| What you need to do |
Rewrite each of the entries below, substituting "whole-number pixel coordinates" for every occurrence of "integer pixel values" and keeping everything else as it is.

Stored items:
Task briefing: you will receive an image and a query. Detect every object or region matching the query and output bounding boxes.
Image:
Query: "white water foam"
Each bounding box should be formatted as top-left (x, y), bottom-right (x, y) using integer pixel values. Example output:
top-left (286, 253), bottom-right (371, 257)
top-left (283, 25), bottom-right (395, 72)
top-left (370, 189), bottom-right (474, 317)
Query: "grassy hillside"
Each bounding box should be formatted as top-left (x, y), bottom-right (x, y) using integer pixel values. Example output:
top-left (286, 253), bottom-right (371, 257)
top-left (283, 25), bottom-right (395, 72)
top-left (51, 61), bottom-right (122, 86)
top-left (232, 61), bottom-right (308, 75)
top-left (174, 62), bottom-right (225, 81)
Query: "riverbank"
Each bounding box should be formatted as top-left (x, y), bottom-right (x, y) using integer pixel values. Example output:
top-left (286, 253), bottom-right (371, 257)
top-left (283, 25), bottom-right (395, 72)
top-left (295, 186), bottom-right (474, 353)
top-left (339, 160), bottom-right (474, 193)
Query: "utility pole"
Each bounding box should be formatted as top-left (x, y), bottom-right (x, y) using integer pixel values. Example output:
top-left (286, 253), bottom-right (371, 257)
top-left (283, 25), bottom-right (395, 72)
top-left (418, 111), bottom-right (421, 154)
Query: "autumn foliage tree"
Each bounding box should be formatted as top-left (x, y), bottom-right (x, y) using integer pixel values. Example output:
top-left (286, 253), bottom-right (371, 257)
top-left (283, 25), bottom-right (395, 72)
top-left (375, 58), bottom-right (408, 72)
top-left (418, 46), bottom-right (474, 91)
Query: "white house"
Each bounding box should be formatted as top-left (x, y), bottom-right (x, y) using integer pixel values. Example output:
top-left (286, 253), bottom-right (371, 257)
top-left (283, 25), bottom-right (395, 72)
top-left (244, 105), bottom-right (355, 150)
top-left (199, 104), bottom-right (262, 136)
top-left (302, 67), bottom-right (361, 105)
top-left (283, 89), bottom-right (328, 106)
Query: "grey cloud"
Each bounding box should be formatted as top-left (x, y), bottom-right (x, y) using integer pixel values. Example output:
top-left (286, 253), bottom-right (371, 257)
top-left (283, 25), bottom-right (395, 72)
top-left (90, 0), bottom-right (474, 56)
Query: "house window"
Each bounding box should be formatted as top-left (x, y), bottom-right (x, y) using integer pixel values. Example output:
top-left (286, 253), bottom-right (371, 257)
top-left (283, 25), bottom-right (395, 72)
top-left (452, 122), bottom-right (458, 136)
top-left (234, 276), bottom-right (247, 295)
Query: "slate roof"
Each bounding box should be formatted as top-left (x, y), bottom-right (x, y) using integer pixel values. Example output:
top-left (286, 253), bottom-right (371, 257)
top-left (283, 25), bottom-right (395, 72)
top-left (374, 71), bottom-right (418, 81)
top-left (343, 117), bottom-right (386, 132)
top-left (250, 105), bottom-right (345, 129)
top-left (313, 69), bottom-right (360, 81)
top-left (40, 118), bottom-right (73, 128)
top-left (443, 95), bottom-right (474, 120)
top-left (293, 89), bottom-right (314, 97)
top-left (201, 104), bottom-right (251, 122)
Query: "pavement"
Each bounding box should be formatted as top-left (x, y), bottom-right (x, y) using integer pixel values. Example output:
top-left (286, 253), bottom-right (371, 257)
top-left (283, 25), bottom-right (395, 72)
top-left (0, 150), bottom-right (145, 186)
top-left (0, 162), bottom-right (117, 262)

| Task solution |
Task briefing: you will receive an image and a query. Detect every object or region matching the query and output bounding boxes.
Image:
Query: "white water foam"
Each bounding box should be formatted as top-left (x, y), bottom-right (x, y) using whole-number pixel coordinates. Example output:
top-left (286, 253), bottom-right (371, 257)
top-left (283, 25), bottom-right (395, 72)
top-left (370, 189), bottom-right (474, 317)
Query: "grassy hillside"
Each bounding box should be formatted as top-left (x, y), bottom-right (x, y) using whole-number pixel coordinates. Example output:
top-left (286, 253), bottom-right (371, 257)
top-left (283, 25), bottom-right (395, 72)
top-left (51, 61), bottom-right (122, 86)
top-left (232, 61), bottom-right (308, 75)
top-left (174, 62), bottom-right (225, 81)
Query: "riverbank"
Each bounding box should be formatted as top-left (x, y), bottom-right (x, y) using whole-number pixel coordinates. Example output:
top-left (286, 253), bottom-right (371, 257)
top-left (283, 25), bottom-right (395, 72)
top-left (295, 186), bottom-right (474, 353)
top-left (339, 160), bottom-right (474, 193)
Query: "utility pole"
Each bounding box should be formatted as top-left (x, y), bottom-right (x, y) using whole-number pixel coordinates. Example output:
top-left (286, 253), bottom-right (371, 257)
top-left (283, 25), bottom-right (395, 72)
top-left (418, 111), bottom-right (421, 154)
Query: "autumn foliage tree"
Each bounding box should be formatted as top-left (x, y), bottom-right (x, y) using whole-number pixel coordinates. Example output:
top-left (286, 253), bottom-right (371, 257)
top-left (283, 25), bottom-right (395, 72)
top-left (375, 58), bottom-right (408, 72)
top-left (418, 46), bottom-right (474, 91)
Query: "white house"
Each bounding box should be formatted as top-left (x, y), bottom-right (x, y) using whole-number pixel coordinates. Example output:
top-left (286, 253), bottom-right (371, 257)
top-left (283, 25), bottom-right (395, 72)
top-left (244, 105), bottom-right (355, 150)
top-left (199, 104), bottom-right (262, 136)
top-left (302, 67), bottom-right (361, 105)
top-left (283, 89), bottom-right (328, 106)
Query: "grey cloud"
Each bounding box should be formatted as top-left (x, y), bottom-right (x, y) using whole-number pixel coordinates. Example output:
top-left (286, 253), bottom-right (371, 257)
top-left (283, 25), bottom-right (395, 72)
top-left (90, 0), bottom-right (474, 56)
Query: "house window"
Each bounding box should be formatted as top-left (x, y), bottom-right (x, y) using whole-number pixel coordinates. Example output:
top-left (286, 253), bottom-right (371, 257)
top-left (283, 25), bottom-right (395, 72)
top-left (452, 122), bottom-right (458, 136)
top-left (234, 276), bottom-right (247, 295)
Query: "slate roof"
Each bounding box should be formatted as top-left (x, y), bottom-right (x, y) using whole-number pixel coordinates. Example output:
top-left (286, 253), bottom-right (371, 257)
top-left (283, 25), bottom-right (395, 72)
top-left (374, 71), bottom-right (418, 81)
top-left (343, 117), bottom-right (386, 132)
top-left (250, 105), bottom-right (345, 129)
top-left (313, 69), bottom-right (360, 81)
top-left (40, 118), bottom-right (73, 128)
top-left (443, 95), bottom-right (474, 120)
top-left (293, 89), bottom-right (314, 97)
top-left (201, 104), bottom-right (251, 122)
Query: "pavement"
Each bounding box should be formatted as top-left (x, y), bottom-right (x, y) using whole-number pixel coordinates. Example output:
top-left (286, 253), bottom-right (371, 257)
top-left (283, 25), bottom-right (395, 72)
top-left (0, 150), bottom-right (145, 186)
top-left (0, 162), bottom-right (117, 262)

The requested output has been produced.